### Textauszug
-*-*-
Überraschenderweise werden im 20. Jahrhundert verloren geglaubte Werke wiederentdeckt, darunter im Jahr 1987 eine »Abhandlung über die Entzifferung von verschlüsselten Botschaften«. In der »Schule der Weisheit« hatten nämlich islamische Theologen damit begonnen, die Texte des Koran auch hinsichtlich ihrer Wortwahl zu studieren, um herauszufinden, ob tatsächlich alle Texte dem Propheten zuzuschreiben sind und zu welchem Zeitpunkt sie entstanden sein könnten. Dies ging soweit, dass sie sich mit der Häufigkeit von einzelnen Buchstaben und von Buchstabenkombinationen beschäftigten. In seiner Abhandlung untersucht al Kindi eingehend die Phonetik und Syntax der arabischen Sprache sowie die Häufigkeitsverteilung der Buchstaben; dann schreibt er: »Eine Möglichkeit, eine verschlüsselte Botschaft zu entziffern, vorausgesetzt, wir kennen ihre Sprache, besteht darin, einen anderen Klartext in derselben Sprache zu finden, der lang genug ist, um ein oder zwei Blätter zu füllen, und dann zu zählen, wie oft jeder Buchstabe vorkommt. ... Dann betrachten wir den Geheimtext, den wir entschlüsseln wollen, und ordnen auch seine Symbole. Wir finden das häufigste Symbol und geben ihm die Gestalt des »ersten« Buchstabens der Klartextprobe, das zweithäufigste Symbol wird zum »zweiten« Buchstaben ... bis wir alle Symbole des Kryptogramms, das wir entschlüsseln wollen, auf diese Weise zugeordnet haben.« (aus Simon Singh, Geheime Botschaften).
-*-*-
### Datenauszug
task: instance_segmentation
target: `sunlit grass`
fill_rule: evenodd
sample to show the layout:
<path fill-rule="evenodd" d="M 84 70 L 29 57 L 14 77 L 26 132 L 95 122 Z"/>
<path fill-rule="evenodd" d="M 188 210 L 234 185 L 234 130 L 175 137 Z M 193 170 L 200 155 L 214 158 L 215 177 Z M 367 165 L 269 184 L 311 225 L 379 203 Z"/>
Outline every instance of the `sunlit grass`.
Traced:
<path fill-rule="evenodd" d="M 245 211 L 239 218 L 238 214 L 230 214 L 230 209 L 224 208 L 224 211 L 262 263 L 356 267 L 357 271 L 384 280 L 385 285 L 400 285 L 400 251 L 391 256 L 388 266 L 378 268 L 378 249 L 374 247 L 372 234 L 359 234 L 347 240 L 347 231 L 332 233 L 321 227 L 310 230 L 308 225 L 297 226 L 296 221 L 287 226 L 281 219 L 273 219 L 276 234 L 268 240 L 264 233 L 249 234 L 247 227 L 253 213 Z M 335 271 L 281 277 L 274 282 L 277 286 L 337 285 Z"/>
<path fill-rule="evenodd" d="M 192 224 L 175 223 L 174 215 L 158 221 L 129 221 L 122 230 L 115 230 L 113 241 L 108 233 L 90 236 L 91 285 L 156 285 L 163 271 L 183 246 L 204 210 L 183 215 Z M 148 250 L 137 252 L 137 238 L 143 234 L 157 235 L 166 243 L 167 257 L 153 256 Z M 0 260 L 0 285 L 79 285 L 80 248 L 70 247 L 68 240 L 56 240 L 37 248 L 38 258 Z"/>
-*-*-
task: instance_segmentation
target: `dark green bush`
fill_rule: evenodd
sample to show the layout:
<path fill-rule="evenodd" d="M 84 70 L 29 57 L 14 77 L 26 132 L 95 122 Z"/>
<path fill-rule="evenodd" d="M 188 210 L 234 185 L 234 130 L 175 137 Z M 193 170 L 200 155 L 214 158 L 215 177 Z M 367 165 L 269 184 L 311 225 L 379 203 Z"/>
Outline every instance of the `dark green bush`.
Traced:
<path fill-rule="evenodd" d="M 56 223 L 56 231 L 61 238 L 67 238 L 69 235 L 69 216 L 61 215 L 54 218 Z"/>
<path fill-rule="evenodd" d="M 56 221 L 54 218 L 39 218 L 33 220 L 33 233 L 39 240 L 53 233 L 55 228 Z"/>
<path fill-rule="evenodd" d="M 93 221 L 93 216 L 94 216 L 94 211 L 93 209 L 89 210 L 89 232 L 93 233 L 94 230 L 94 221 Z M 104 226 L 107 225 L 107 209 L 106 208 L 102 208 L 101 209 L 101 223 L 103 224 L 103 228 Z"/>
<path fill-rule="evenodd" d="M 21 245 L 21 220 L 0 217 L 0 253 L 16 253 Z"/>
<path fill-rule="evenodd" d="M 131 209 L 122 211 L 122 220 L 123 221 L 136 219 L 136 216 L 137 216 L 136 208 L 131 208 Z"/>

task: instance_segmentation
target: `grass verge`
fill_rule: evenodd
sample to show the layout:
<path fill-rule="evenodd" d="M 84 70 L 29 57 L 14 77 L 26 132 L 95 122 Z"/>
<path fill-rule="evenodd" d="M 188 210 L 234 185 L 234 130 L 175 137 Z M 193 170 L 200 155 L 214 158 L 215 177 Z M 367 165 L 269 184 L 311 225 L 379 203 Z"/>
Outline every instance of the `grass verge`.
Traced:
-*-*-
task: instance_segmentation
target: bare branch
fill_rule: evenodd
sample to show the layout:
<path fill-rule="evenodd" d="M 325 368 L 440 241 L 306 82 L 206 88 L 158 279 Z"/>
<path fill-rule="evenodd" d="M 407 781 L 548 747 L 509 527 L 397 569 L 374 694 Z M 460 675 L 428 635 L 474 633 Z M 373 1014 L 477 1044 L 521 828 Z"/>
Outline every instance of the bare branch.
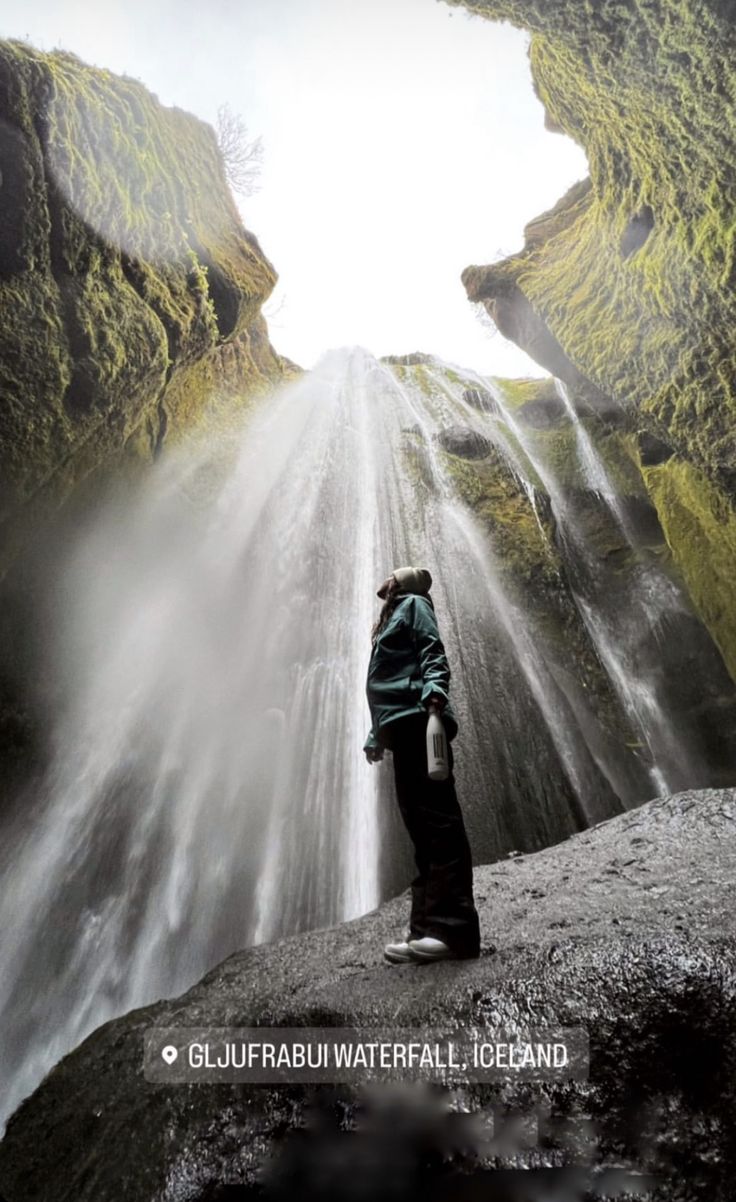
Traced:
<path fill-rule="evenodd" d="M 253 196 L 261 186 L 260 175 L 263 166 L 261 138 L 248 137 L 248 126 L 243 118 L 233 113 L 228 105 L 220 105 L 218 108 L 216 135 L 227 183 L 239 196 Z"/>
-*-*-
### Aufgaben
- A) In welchem Jahr wurde die »Abhandlung über die Entzifferung von verschlüsselten Botschaften« laut dem Text über die Häufigkeitsanalyse wiederentdeckt?
- B) Setzen Sie den Text über die Häufigkeitsanalyse im Anschluss an seinen letzten Satz fort.

### Lösungen
- A) Im Jahr 1987.

- B)
In seinen Schriften zu Naturwissenschaften betont al Kindi die Bedeutung des Experiments für wissenschaftliche Erkenntnisse, insbesondere legt er Wert auf die quantitativen Beobachtungen. Er setzt sich mit den Alchimisten auseinander und bestreitet die Möglichkeit, Gold und Silber aus weniger wertvollen Metallen herstellen zu können; angeregt durch die Experimente von Abu Musa Dschabir ibn Hayyan (in Europa unter dem Namen Geber bekannt) destilliert er reinen Alkohol (Ethanol). Er experimentiert mit Duftstoffen und verfasst Rezepte, nach denen wertvolle, teure Stoffe durch preiswertere ersetzt werden können (einige Quellen bezeichnen ihn daher als »Vater der Parfum-Industrie«). In seinen medizinischen Schriften führt er eine (mathematische) Skalierung für die Konzentration von Medikamenten ein.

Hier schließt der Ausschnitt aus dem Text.